* _EXERCISE AIM_
Swap "tiled floor" for "tile floor" in everything from the start of the material down to the line containing "point(247, 343)", and reproduce those lines with nothing else changed. Leave the pictures out of your answer.

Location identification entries
.....
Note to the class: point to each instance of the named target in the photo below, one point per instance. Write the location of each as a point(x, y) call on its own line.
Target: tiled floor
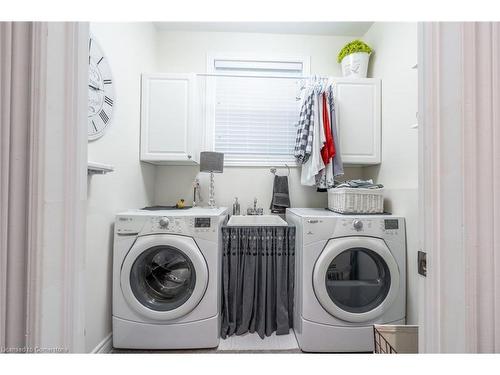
point(247, 343)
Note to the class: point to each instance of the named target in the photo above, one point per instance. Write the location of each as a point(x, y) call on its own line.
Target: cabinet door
point(358, 120)
point(168, 134)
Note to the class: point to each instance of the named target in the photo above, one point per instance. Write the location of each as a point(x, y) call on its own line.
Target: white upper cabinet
point(359, 120)
point(169, 130)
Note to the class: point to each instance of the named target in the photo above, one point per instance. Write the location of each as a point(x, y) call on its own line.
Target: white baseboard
point(105, 346)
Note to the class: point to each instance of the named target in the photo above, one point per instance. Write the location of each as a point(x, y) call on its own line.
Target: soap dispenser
point(236, 207)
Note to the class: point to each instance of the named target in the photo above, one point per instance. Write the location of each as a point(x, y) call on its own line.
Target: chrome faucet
point(255, 210)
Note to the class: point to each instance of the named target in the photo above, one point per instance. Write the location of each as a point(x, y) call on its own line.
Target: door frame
point(56, 149)
point(459, 195)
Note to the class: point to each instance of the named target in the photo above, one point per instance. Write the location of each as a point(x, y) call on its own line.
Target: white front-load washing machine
point(166, 278)
point(350, 274)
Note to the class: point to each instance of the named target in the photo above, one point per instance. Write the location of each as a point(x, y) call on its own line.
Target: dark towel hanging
point(281, 198)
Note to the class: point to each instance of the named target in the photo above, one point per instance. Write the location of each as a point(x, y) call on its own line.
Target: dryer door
point(164, 276)
point(356, 279)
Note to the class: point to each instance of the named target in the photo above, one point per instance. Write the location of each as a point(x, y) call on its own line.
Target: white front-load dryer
point(166, 279)
point(350, 274)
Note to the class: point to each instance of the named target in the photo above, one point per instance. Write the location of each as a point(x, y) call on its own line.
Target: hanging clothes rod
point(262, 76)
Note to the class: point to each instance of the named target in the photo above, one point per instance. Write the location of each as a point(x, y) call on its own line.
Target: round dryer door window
point(356, 278)
point(164, 276)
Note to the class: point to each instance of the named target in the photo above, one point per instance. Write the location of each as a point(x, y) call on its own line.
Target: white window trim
point(209, 128)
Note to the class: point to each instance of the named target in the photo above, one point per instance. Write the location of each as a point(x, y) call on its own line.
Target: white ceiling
point(316, 28)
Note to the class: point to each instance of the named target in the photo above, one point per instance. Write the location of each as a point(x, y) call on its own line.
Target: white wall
point(395, 46)
point(131, 50)
point(187, 52)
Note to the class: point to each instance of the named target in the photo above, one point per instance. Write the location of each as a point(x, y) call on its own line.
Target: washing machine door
point(356, 279)
point(164, 276)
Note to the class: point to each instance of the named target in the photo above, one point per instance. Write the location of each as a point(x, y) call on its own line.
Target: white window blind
point(255, 116)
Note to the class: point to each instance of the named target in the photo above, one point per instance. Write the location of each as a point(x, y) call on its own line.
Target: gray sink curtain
point(258, 267)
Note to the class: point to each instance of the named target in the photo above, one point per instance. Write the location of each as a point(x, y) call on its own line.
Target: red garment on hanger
point(328, 150)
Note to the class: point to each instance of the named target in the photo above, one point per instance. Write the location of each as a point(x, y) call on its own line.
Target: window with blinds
point(256, 111)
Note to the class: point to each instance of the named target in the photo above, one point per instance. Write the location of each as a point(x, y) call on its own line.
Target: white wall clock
point(101, 92)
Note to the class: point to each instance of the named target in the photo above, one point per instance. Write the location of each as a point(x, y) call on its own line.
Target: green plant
point(353, 47)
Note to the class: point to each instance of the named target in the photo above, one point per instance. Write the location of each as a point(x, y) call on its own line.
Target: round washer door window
point(356, 279)
point(164, 276)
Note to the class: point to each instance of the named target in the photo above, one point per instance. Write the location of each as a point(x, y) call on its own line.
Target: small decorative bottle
point(236, 207)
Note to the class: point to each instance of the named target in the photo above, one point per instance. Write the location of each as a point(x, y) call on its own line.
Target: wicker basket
point(356, 200)
point(393, 339)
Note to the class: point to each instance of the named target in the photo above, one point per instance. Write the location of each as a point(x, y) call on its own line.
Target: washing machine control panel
point(189, 226)
point(357, 224)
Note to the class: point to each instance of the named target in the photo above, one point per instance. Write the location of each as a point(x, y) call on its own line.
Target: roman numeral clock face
point(101, 92)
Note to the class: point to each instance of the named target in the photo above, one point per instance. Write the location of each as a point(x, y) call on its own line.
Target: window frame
.....
* _RESPONSE TO THE EXERCISE_
Note to the class: point to each instance of the named target in the photo below, one point per instance. Write the location of each as a point(x, y) call on its own line.
Target: tile floor
point(247, 343)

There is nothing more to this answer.